◆ Provided information ◆
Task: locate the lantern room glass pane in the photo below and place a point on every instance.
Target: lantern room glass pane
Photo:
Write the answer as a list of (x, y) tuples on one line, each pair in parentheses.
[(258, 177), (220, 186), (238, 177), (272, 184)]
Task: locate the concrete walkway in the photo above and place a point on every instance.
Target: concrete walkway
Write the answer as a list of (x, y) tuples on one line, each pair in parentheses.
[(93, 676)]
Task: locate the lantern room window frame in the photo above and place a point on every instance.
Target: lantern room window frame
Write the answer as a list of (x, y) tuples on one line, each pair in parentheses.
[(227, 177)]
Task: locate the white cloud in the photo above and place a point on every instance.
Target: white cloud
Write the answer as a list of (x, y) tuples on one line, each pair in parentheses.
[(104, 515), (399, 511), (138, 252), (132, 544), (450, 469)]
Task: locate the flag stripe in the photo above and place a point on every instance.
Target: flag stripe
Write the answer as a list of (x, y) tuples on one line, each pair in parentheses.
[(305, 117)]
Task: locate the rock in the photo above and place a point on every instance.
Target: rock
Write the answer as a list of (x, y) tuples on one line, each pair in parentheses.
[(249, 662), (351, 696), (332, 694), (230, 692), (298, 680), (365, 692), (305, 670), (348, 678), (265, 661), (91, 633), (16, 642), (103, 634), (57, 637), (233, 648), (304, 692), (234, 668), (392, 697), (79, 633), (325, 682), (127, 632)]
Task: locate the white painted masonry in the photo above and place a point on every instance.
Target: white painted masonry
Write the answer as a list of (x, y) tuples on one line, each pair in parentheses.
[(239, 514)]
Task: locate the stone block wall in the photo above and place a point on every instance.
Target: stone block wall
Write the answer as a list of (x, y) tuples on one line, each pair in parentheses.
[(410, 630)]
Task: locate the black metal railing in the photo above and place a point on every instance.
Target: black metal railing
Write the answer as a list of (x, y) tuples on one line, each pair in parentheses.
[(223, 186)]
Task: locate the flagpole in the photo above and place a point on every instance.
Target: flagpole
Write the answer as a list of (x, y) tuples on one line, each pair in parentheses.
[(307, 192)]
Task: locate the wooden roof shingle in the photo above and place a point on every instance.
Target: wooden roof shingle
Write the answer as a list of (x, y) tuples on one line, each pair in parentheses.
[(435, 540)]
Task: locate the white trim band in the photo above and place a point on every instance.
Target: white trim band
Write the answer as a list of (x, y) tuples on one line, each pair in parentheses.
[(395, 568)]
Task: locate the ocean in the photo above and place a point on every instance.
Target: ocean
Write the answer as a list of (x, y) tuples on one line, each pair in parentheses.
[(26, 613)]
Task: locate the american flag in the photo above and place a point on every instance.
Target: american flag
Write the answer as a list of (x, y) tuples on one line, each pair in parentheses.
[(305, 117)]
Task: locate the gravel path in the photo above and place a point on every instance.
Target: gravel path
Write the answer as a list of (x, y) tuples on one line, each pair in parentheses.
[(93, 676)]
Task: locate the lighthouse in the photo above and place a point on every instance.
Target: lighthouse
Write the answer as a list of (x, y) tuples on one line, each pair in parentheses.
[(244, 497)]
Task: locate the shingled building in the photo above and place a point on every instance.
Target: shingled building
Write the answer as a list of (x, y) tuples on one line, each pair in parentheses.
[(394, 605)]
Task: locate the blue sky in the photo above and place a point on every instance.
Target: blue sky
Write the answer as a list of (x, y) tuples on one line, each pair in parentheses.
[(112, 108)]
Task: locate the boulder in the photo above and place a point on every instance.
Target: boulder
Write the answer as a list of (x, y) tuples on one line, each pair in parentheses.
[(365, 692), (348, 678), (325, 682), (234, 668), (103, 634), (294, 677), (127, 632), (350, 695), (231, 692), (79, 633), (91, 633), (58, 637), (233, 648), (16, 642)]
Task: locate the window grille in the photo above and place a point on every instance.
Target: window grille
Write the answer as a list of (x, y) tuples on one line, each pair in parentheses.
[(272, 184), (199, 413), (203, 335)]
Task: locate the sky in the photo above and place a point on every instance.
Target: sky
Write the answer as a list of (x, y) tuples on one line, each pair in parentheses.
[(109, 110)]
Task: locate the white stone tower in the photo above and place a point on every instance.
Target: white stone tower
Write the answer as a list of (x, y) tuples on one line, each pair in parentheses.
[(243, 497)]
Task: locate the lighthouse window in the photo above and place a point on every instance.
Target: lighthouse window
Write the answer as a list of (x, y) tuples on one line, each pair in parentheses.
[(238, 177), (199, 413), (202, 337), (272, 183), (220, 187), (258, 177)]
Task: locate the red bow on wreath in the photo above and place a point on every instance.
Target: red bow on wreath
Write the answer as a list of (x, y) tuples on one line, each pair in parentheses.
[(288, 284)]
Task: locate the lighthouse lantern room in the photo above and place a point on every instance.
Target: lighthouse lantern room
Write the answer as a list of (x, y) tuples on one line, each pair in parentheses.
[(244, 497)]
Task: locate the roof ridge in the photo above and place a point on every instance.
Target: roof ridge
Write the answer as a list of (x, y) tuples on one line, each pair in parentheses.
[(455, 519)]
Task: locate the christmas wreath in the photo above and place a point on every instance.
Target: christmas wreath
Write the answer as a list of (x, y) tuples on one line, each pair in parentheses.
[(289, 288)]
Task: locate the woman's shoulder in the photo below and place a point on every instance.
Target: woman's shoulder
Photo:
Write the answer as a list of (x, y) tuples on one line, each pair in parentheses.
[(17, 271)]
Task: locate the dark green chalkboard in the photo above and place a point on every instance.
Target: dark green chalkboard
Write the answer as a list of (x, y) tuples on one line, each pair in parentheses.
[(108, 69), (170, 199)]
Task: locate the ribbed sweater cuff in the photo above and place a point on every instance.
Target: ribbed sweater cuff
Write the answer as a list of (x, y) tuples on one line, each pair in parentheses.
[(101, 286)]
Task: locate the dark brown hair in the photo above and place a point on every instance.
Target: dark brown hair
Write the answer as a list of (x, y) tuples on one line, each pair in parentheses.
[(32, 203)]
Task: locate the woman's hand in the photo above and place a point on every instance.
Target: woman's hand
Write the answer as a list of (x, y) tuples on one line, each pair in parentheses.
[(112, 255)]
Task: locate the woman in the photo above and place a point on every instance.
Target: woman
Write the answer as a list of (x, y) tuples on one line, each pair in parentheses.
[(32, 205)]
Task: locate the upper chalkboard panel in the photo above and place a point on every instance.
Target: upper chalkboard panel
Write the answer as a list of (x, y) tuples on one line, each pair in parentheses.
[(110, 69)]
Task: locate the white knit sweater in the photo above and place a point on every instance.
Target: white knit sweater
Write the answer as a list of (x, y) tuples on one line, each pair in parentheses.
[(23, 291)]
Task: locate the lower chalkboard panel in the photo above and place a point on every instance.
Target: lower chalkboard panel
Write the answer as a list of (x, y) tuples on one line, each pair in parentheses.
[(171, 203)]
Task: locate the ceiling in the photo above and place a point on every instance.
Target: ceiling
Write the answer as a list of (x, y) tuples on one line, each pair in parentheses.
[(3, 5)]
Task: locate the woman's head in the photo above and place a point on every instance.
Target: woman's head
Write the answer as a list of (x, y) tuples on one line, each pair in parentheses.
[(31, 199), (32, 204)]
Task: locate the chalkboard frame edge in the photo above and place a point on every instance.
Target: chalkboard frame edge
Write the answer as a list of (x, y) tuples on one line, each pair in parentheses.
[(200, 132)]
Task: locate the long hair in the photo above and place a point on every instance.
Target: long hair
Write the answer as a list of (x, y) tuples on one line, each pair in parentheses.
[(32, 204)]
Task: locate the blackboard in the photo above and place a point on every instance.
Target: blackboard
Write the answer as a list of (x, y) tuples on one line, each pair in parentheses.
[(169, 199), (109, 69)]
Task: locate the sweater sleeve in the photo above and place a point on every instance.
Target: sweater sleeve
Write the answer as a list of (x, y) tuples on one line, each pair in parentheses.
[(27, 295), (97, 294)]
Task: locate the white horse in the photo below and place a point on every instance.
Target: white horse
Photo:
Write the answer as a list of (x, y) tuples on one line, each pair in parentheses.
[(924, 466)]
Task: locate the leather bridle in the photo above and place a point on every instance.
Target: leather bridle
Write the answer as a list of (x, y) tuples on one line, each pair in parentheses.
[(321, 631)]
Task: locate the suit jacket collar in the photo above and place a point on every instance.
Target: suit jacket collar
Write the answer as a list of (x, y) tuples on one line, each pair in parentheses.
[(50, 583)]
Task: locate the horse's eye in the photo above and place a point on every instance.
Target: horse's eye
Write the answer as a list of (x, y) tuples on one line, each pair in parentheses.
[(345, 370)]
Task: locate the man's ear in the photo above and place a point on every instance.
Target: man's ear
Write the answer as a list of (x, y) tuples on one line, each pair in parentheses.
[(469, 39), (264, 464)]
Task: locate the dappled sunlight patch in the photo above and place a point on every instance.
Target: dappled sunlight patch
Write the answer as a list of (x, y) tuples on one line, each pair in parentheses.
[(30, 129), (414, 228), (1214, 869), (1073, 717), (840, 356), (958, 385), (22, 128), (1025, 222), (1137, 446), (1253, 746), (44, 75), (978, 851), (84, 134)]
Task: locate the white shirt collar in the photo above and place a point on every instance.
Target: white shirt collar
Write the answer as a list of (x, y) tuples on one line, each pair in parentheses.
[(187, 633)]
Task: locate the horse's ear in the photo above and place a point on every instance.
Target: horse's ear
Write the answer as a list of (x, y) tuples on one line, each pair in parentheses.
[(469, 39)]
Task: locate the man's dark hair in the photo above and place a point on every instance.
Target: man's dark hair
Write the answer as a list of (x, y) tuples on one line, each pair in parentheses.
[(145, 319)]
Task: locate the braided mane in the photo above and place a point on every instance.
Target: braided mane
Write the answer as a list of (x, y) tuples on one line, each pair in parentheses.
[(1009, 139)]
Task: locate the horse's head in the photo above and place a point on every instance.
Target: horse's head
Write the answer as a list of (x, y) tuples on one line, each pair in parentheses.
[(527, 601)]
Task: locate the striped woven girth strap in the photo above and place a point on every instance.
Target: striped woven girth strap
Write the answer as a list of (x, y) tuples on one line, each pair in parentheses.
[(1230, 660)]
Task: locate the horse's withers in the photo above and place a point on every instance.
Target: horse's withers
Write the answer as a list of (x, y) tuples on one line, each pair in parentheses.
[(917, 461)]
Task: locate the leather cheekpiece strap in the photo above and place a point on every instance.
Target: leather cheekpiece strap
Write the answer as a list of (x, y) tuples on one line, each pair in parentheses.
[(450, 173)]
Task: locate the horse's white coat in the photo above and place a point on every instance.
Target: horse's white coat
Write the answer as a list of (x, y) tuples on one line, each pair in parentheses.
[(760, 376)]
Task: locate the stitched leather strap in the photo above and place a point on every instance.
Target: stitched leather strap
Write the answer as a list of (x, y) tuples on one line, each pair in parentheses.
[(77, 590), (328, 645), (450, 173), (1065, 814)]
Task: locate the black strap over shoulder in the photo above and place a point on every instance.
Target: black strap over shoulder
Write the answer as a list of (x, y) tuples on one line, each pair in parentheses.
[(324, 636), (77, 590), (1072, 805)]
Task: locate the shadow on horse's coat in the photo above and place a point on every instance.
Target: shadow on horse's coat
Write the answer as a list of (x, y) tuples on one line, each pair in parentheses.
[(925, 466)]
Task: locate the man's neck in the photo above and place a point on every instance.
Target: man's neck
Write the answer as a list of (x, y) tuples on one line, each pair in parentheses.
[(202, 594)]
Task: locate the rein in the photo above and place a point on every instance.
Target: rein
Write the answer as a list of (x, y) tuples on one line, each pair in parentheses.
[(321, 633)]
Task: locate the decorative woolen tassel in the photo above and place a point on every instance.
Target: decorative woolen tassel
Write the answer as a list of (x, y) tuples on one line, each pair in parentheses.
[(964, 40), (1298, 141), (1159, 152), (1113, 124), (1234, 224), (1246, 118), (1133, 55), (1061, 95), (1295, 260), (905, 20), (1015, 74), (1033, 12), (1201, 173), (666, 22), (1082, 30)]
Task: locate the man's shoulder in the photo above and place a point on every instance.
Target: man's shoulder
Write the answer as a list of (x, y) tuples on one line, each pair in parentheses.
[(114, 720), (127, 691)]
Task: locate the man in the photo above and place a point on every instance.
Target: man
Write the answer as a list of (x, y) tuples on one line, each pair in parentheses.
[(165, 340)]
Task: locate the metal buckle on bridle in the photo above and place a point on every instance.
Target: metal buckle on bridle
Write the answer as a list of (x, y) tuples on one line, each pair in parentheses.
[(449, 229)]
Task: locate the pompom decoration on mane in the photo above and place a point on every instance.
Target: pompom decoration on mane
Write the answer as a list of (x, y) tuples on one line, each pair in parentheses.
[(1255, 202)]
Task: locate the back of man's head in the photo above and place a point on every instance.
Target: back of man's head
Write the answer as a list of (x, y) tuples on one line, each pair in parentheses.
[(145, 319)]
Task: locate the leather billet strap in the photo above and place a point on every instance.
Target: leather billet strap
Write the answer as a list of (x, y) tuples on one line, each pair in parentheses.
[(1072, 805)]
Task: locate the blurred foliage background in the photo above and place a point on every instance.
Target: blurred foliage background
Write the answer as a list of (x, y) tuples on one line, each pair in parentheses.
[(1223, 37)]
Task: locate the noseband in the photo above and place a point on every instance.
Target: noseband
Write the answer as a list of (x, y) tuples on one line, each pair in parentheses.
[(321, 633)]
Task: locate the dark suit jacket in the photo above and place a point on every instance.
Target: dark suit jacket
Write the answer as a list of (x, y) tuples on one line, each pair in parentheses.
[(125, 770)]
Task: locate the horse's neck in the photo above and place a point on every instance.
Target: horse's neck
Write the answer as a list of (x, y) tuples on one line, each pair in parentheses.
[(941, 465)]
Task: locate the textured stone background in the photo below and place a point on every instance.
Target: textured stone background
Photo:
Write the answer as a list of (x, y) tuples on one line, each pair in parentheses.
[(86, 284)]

◆ Task brief ◆
Copy out, word for word, the records from the line with "Task: locate the white shirt" up to and including the line with "[(527, 601)]".

◆ Exercise result ◆
Task: locate the white shirt collar in the photo above and place a point on every instance.
Target: white shirt collar
Write the answer as a list of (x, y) tuples on one line, each pair in parentheses.
[(187, 633)]
Task: locate the horse's ear in the photo above and place a point on every instance.
Target: horse's ear
Write the answer as a list of (x, y) tuples on one line, each pair in parentheses.
[(469, 39)]
Task: locate the man's dark hair in the photo above and place a point on every instance.
Target: man's dark hair
Write the answer as a list of (x, y) tuples on one line, each pair in parentheses.
[(145, 319)]
Task: locate the braided mane in the photo above and place a point on every instance.
Target: braided mane
Write the answer as a list of (x, y) tuples on one line, each pair in parentheses.
[(1009, 139)]
Task: locate the horse's head in the photo above and place a point on every instance.
Target: horse's head
Write the answer as a list of (x, y) tuples on one line, each pair in parentheses.
[(527, 601)]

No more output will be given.